**Exercise instructions:**
Copy the items below word for word, but leave out the pictures.
+===+
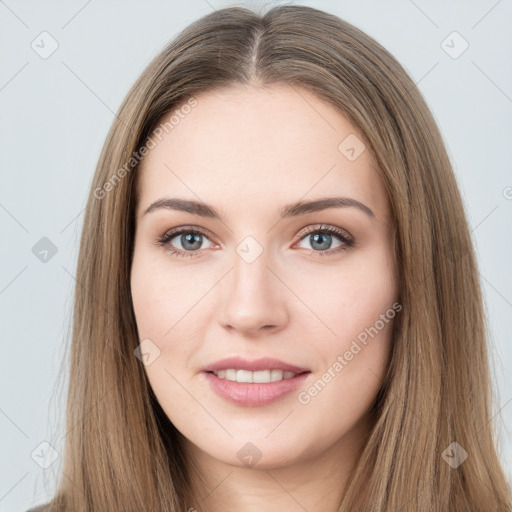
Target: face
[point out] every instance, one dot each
(314, 288)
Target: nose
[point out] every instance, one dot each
(254, 298)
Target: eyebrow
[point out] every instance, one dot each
(291, 210)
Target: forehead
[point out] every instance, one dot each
(242, 145)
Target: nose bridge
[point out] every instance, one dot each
(253, 297)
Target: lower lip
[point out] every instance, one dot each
(253, 394)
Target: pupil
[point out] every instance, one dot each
(189, 238)
(318, 236)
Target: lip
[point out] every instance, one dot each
(264, 363)
(251, 394)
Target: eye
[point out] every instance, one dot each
(321, 238)
(190, 240)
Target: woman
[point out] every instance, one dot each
(248, 371)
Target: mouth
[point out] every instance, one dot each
(258, 377)
(254, 389)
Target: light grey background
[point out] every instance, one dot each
(55, 114)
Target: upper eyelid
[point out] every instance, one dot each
(312, 228)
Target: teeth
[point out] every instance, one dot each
(263, 376)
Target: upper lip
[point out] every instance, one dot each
(265, 363)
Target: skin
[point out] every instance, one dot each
(248, 152)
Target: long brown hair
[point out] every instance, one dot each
(122, 452)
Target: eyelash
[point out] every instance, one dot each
(348, 242)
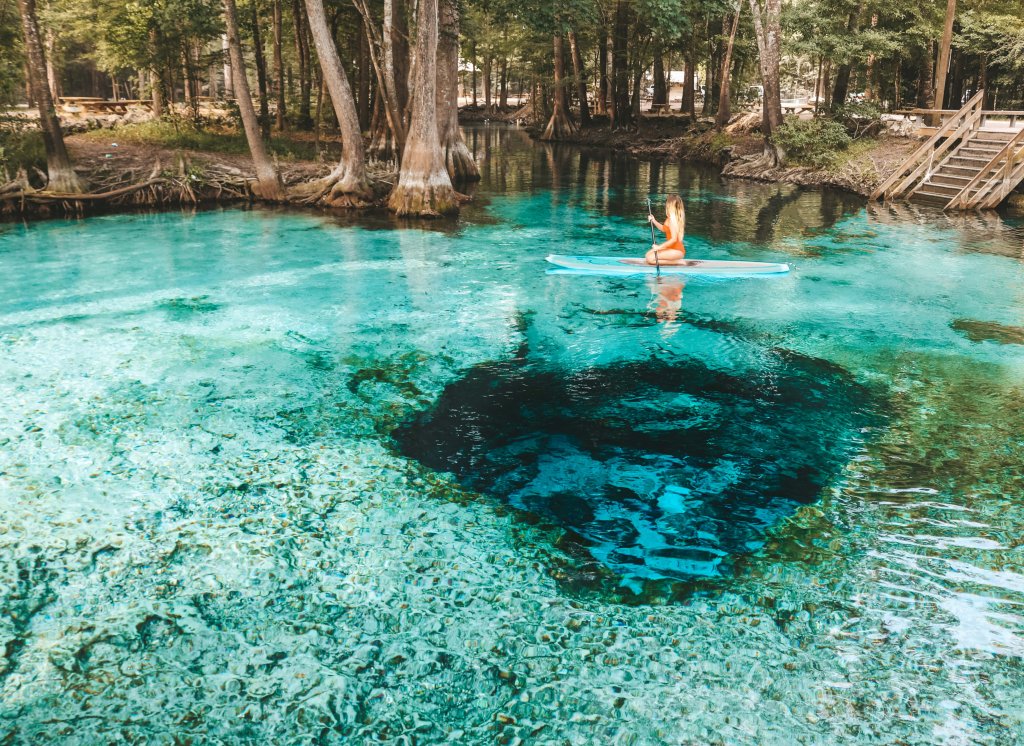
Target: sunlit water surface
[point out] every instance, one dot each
(284, 478)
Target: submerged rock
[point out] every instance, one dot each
(663, 470)
(989, 332)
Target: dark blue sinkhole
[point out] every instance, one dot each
(664, 470)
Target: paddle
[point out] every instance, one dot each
(657, 262)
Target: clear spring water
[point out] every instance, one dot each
(280, 478)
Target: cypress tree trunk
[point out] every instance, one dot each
(486, 83)
(581, 80)
(503, 90)
(842, 87)
(156, 80)
(458, 160)
(660, 94)
(382, 55)
(724, 104)
(397, 32)
(424, 186)
(228, 82)
(942, 67)
(302, 52)
(472, 56)
(60, 175)
(347, 184)
(279, 66)
(687, 105)
(560, 125)
(364, 69)
(268, 184)
(264, 106)
(767, 29)
(620, 69)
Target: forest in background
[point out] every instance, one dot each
(353, 68)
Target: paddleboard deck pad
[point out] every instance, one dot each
(623, 265)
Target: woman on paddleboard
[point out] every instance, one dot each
(672, 251)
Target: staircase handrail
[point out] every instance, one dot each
(971, 123)
(972, 106)
(1013, 173)
(987, 175)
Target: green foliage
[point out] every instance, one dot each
(860, 118)
(10, 52)
(20, 147)
(814, 142)
(184, 134)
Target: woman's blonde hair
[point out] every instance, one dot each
(674, 208)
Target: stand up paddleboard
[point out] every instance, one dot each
(620, 265)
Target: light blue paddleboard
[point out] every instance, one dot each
(629, 265)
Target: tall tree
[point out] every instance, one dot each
(942, 67)
(458, 160)
(560, 125)
(60, 175)
(279, 64)
(264, 106)
(581, 79)
(302, 54)
(268, 184)
(767, 29)
(724, 104)
(347, 184)
(621, 114)
(424, 186)
(842, 86)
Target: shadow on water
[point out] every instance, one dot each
(658, 470)
(615, 184)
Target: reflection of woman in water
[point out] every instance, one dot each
(668, 299)
(672, 250)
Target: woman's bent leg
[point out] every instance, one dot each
(666, 256)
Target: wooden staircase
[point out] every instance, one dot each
(965, 165)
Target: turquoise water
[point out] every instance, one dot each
(274, 477)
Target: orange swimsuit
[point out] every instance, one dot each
(677, 244)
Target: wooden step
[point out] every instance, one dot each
(975, 162)
(990, 144)
(931, 198)
(950, 180)
(1001, 135)
(940, 188)
(948, 169)
(981, 152)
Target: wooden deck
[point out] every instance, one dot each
(973, 160)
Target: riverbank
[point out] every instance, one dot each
(141, 166)
(737, 149)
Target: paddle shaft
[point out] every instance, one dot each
(657, 262)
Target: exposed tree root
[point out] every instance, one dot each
(337, 189)
(425, 200)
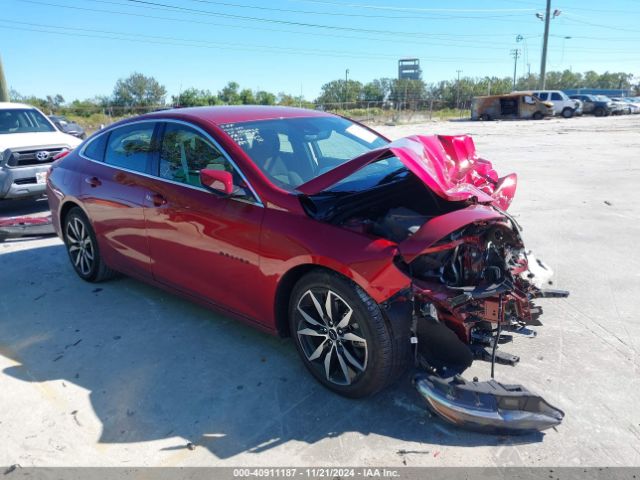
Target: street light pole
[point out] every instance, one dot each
(458, 89)
(4, 89)
(547, 18)
(545, 42)
(346, 82)
(516, 54)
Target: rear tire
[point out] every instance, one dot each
(342, 336)
(82, 247)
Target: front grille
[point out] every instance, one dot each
(24, 158)
(25, 181)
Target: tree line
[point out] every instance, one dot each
(412, 94)
(138, 93)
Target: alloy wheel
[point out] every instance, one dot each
(330, 337)
(80, 245)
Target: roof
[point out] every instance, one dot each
(512, 94)
(7, 105)
(237, 113)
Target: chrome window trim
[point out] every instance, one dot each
(257, 202)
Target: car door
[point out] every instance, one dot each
(558, 102)
(114, 187)
(203, 242)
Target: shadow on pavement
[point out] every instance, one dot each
(158, 367)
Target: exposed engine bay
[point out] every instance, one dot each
(473, 282)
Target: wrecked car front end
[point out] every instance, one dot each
(472, 283)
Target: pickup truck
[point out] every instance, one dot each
(28, 144)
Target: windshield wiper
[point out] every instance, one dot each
(390, 176)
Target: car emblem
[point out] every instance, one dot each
(42, 155)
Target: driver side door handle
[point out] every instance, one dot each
(156, 199)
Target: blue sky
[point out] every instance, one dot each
(79, 48)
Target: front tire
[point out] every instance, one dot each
(342, 336)
(82, 247)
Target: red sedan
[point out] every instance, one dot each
(372, 255)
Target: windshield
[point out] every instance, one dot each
(292, 151)
(23, 120)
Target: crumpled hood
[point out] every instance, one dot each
(448, 165)
(36, 139)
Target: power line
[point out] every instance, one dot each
(414, 9)
(361, 15)
(155, 39)
(196, 21)
(164, 6)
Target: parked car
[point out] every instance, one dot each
(579, 108)
(593, 105)
(523, 105)
(633, 106)
(28, 144)
(617, 107)
(562, 104)
(309, 225)
(67, 126)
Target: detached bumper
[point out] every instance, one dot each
(488, 407)
(27, 226)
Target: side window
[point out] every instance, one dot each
(184, 152)
(95, 149)
(131, 147)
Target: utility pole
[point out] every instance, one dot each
(346, 88)
(516, 53)
(4, 88)
(458, 89)
(545, 41)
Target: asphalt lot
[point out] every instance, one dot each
(124, 374)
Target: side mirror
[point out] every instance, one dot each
(219, 180)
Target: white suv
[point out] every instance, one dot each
(562, 104)
(28, 143)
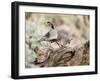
+===+
**Written reply:**
Target: face
[point out] every instance, one dot each
(314, 288)
Target: nose
[point out] every instance, one dot each
(254, 298)
Target: eyebrow
[point out] every instance, one dot each
(291, 210)
Target: forehead
[point out] every instance, one dot each
(242, 145)
Target: nose bridge
[point out] every instance, one dot each
(253, 297)
Target: lower lip
[point out] every instance, one dot each
(253, 394)
Target: pupil
[point out] every instance, one dot each
(189, 238)
(318, 236)
Target: lip
[point out] every instance, one dot each
(264, 363)
(251, 394)
Target: eye
[point out] every instance, one dot each
(321, 238)
(190, 240)
Target: woman
[point out] every instance, one dot each
(248, 371)
Target: mouth
[point out] every instance, one dot each
(258, 377)
(254, 389)
Target: light grey background
[point out] every instance, one dot each
(55, 114)
Target: upper eyelid
[point out] every instance, one dot each
(312, 228)
Target: teeth
[point out] every instance, one dot each
(263, 376)
Target: upper lip
[point out] every instance, one dot each
(265, 363)
Target: skin
[point out] every instance, one dot each
(248, 152)
Target: long brown hair
[point out] every instance, one dot each
(122, 452)
Target: eyelash
[point out] every instance, one dot each
(348, 242)
Target: sunlit water surface
[point out] every instance, one dot each
(284, 478)
Target: submerged rock
[point out] every instance, one dot each
(663, 470)
(989, 332)
Target: dark blue sinkhole
[point out] every instance, one dot each
(664, 470)
Target: paddle
[point out] every instance, one dot each
(657, 262)
Target: clear spring water
[point out] every instance, one dot each
(280, 478)
Target: cypress tree trunk
[point out] every instance, one dot each
(486, 83)
(581, 80)
(503, 90)
(842, 87)
(156, 80)
(458, 160)
(660, 94)
(382, 55)
(724, 104)
(397, 32)
(424, 186)
(228, 82)
(942, 67)
(302, 52)
(472, 56)
(60, 175)
(347, 184)
(279, 66)
(687, 105)
(560, 125)
(364, 69)
(268, 184)
(264, 106)
(767, 29)
(620, 69)
Target: forest in background
[point out] every instance, one dot each
(353, 68)
Target: paddleboard deck pad
[point out] every instance, one dot each
(623, 265)
Target: woman on paddleboard
[point out] every instance, one dot each
(672, 251)
Target: staircase handrail
[point out] every instance, one dot each
(971, 123)
(972, 106)
(1013, 173)
(987, 175)
Target: green foliage
[point out] every instance, one dot each
(860, 118)
(10, 52)
(20, 147)
(814, 142)
(184, 134)
Target: woman's blonde hair
[point out] every instance, one dot each
(674, 208)
Target: stand up paddleboard
[point out] every instance, one dot each
(620, 265)
Target: light blue paddleboard
[point out] every instance, one dot each
(629, 265)
Target: tall tree
[point out] every instance, one dot each
(942, 67)
(458, 160)
(560, 125)
(60, 175)
(279, 64)
(264, 106)
(581, 79)
(302, 54)
(268, 184)
(767, 29)
(724, 104)
(347, 184)
(621, 114)
(424, 186)
(842, 86)
Target: shadow on water
[point out] every instance, one dot each
(658, 470)
(615, 184)
Target: reflection of woman in water
[point out] every instance, one dot each
(668, 299)
(672, 250)
Target: woman's bent leg
[point out] every instance, one dot each
(666, 256)
Target: wooden staircase
[point out] every instance, one dot each
(965, 165)
Target: turquoise water
[point out] every instance, one dot each
(274, 477)
Target: orange swimsuit
[point out] every instance, one dot each
(677, 244)
Target: wooden step
[point out] every instance, one dot each
(975, 162)
(990, 144)
(931, 198)
(950, 180)
(1001, 135)
(940, 188)
(948, 169)
(981, 152)
Target: wooden deck
[point out] every instance, one dot each
(973, 160)
Target: riverbank
[point out] every instance, one dot each
(141, 166)
(737, 149)
Target: paddle shaft
[point out] every instance, one dot each
(657, 262)
Target: exposed tree root
[point out] every instance, one dot each
(337, 189)
(425, 200)
Target: street light pole
[point out] every instance, one dot each
(458, 89)
(4, 89)
(547, 18)
(545, 42)
(346, 82)
(516, 54)
Target: rear tire
[point out] every instance, one dot each
(342, 336)
(82, 247)
Target: front grille
[point out] every instance, one dot each
(24, 158)
(25, 181)
Target: tree line
[point out] every instance, one dot each
(412, 94)
(138, 93)
Target: alloy wheel
[point out] every instance, one dot each
(330, 337)
(80, 245)
Target: roof
[point out] every instance, one dot each
(512, 94)
(7, 105)
(237, 113)
Target: chrome window trim
[point out] every instance, one dot each
(257, 202)
Target: car door
[point out] every instance, one dot each
(558, 102)
(114, 187)
(203, 242)
Target: shadow on pavement
[point out] every instance, one dot each
(158, 367)
Target: exposed engine bay
[point out] every instance, one dot each
(473, 282)
Target: wrecked car front end
[point out] every instance, one dot each
(472, 283)
Target: pickup truck
[point out] every instance, one dot each
(28, 144)
Target: windshield wiper
[point out] every instance, one dot each
(390, 176)
Target: car emblem
[point out] every instance, one dot each
(42, 155)
Target: driver side door handle
[point out] every instance, one dot each
(156, 199)
Target: blue sky
[point out] every instance, one dot each
(79, 48)
Target: front tire
[point out] every instance, one dot each
(342, 336)
(82, 247)
Target: red sedan
[point out] every instance, one dot each
(372, 255)
Target: windshield
[point out] every instance, one dot each
(292, 151)
(23, 120)
Target: crumpled hood
[point out] every instance, one dot each
(448, 165)
(36, 139)
Target: power line
[point out] every instance, one dot each
(414, 9)
(361, 15)
(155, 39)
(196, 21)
(164, 6)
Target: parked car
[point out] every instance, one dot each
(579, 108)
(593, 105)
(523, 105)
(633, 106)
(28, 144)
(617, 107)
(562, 104)
(309, 225)
(67, 126)
Target: detached bumper
[point out] every instance, one dot each
(488, 407)
(27, 226)
Target: side window
[point out] every instance, one dot each
(184, 152)
(95, 149)
(131, 147)
Target: utility pole
[point out] every instance, one dot each
(346, 88)
(516, 53)
(4, 88)
(458, 89)
(545, 41)
Target: asphalt lot
[point out] every instance, one dot each
(124, 374)
Target: side mirror
[point out] every instance, one dot each
(219, 180)
Target: white suv
[point out] every instance, one dot each
(562, 104)
(28, 143)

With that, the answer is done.